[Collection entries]
........
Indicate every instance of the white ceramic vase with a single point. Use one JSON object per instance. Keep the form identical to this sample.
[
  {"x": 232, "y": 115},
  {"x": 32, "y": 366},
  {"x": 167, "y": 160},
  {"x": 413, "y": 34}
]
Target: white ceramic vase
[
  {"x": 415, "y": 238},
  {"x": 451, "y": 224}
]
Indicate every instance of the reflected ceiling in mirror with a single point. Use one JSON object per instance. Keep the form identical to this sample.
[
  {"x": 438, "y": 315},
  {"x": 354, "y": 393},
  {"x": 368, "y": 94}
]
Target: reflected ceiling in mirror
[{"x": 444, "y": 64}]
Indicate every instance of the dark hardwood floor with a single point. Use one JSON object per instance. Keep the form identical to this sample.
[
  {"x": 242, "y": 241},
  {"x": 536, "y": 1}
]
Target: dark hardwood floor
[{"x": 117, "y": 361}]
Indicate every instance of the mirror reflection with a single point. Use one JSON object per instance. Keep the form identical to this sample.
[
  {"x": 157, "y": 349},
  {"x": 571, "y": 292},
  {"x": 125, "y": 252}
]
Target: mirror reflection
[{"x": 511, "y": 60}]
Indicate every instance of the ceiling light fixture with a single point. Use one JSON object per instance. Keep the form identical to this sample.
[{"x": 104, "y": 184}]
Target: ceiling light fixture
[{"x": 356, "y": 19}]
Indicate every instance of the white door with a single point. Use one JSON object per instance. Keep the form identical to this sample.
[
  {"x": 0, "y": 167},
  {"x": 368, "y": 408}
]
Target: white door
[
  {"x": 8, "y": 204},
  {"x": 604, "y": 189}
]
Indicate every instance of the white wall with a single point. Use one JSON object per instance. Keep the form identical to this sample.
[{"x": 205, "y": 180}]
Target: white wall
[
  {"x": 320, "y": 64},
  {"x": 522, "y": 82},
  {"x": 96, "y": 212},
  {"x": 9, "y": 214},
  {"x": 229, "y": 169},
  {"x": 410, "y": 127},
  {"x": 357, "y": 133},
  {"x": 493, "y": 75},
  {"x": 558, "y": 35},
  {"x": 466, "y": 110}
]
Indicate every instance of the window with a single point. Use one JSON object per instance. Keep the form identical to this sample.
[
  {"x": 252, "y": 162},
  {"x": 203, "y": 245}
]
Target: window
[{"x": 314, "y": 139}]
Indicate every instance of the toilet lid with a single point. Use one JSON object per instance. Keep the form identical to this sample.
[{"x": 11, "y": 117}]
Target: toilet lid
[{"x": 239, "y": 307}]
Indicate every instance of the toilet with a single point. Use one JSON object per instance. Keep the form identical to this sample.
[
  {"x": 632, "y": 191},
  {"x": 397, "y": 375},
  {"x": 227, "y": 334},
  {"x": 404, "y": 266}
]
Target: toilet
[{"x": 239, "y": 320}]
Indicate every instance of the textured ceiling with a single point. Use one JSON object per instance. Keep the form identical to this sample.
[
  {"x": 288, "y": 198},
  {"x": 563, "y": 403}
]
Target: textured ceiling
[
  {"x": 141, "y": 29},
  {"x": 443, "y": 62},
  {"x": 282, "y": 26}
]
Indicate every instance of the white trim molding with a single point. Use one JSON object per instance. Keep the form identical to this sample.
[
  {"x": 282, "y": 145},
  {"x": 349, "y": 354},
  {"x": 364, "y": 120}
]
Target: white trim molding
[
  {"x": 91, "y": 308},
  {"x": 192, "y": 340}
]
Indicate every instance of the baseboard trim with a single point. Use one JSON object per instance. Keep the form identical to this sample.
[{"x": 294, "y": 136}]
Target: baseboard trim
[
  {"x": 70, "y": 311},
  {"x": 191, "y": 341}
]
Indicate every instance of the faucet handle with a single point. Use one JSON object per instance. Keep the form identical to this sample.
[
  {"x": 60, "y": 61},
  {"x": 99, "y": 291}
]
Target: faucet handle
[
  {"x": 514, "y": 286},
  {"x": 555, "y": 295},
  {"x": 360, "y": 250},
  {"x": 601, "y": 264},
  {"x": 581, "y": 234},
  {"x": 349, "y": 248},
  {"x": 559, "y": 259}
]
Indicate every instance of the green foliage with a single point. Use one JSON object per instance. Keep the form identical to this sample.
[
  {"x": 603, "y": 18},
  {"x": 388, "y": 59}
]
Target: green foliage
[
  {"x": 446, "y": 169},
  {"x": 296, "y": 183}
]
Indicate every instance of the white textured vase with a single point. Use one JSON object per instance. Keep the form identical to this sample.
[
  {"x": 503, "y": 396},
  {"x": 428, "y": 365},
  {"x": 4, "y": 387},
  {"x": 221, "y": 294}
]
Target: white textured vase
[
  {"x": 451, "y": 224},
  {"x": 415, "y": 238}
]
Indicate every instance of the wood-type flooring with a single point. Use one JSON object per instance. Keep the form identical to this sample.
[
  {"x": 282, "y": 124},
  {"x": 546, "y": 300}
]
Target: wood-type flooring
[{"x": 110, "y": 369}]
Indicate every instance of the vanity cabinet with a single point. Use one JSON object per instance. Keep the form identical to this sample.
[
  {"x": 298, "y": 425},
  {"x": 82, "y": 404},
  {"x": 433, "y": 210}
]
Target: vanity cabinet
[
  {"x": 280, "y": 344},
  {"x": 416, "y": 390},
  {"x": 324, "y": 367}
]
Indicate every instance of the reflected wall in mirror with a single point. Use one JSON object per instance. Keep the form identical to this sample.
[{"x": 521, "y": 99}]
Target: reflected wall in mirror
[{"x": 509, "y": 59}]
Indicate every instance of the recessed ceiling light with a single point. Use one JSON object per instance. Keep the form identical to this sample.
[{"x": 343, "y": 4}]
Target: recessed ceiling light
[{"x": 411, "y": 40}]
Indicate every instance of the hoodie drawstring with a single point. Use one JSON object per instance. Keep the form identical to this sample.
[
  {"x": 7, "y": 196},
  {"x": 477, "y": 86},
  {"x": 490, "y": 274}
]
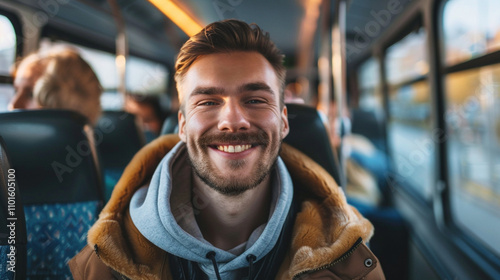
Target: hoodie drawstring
[
  {"x": 250, "y": 258},
  {"x": 211, "y": 255}
]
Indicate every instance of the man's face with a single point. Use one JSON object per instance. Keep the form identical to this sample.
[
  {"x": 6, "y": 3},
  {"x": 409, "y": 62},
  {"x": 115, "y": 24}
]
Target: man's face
[
  {"x": 231, "y": 119},
  {"x": 25, "y": 80}
]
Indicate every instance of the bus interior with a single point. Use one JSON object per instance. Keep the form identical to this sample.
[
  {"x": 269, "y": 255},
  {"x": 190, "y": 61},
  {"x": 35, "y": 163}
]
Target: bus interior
[{"x": 403, "y": 92}]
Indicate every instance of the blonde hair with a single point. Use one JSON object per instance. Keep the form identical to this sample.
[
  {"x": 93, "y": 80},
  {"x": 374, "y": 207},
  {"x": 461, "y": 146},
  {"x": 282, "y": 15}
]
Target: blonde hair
[
  {"x": 67, "y": 82},
  {"x": 228, "y": 36}
]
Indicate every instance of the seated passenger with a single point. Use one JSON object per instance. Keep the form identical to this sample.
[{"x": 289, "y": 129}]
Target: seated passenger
[
  {"x": 59, "y": 78},
  {"x": 224, "y": 202},
  {"x": 149, "y": 113}
]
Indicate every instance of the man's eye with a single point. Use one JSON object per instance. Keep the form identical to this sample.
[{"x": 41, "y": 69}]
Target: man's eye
[{"x": 255, "y": 101}]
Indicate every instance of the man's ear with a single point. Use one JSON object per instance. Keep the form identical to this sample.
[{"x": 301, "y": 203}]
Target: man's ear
[
  {"x": 182, "y": 126},
  {"x": 284, "y": 118}
]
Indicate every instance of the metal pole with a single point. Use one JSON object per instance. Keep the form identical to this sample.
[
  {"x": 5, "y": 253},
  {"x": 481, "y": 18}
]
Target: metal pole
[{"x": 339, "y": 69}]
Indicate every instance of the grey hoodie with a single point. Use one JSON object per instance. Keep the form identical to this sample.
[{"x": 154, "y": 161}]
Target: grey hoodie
[{"x": 164, "y": 214}]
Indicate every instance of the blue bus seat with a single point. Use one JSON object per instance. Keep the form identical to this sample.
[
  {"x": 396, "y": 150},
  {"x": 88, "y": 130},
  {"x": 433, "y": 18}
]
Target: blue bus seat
[
  {"x": 118, "y": 138},
  {"x": 308, "y": 134},
  {"x": 54, "y": 155},
  {"x": 12, "y": 222}
]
........
[Exercise] Using the records above, return word for word the lines that begin at the one containing "Target: reflected wall in mirror" and end at the one containing "Indicate every instance of the seated", both of them included and no pictures.

[Your solution]
Target: reflected wall in mirror
[{"x": 509, "y": 59}]
Indicate every instance of the recessed ceiling light with a single point. Use one JSON object per instance. Keep the form identical to this sample.
[{"x": 343, "y": 4}]
Target: recessed ceiling light
[{"x": 411, "y": 40}]
Indicate every instance of the hoodie drawstring with a single point. Use one JSON object per instance. Keep the form identical to this sample.
[
  {"x": 7, "y": 196},
  {"x": 477, "y": 86},
  {"x": 490, "y": 274}
]
Target: hoodie drawstring
[
  {"x": 250, "y": 258},
  {"x": 211, "y": 255}
]
Indicate every instance of the man's face with a single point. Use one JSON object per instance. Keep the form identical to this sample.
[
  {"x": 6, "y": 3},
  {"x": 409, "y": 62},
  {"x": 115, "y": 24}
]
Target: man's face
[
  {"x": 231, "y": 119},
  {"x": 25, "y": 80}
]
Indicate every instance of the bus interior with a single point. Use one JSON object per instance. Keep the form identical to this sample.
[
  {"x": 269, "y": 255},
  {"x": 190, "y": 61},
  {"x": 35, "y": 163}
]
Target: bus interior
[{"x": 403, "y": 92}]
Indicate every instance of the blonde hair with a single point. Use one JSON object per instance. Keep the form identical to this sample.
[
  {"x": 93, "y": 80},
  {"x": 374, "y": 207},
  {"x": 461, "y": 146},
  {"x": 282, "y": 15}
]
Target: blonde hair
[
  {"x": 67, "y": 82},
  {"x": 228, "y": 36}
]
Indicate every instance of the seated passenger with a single point. Use one JSON object per instance. Keep the form identical to this sample.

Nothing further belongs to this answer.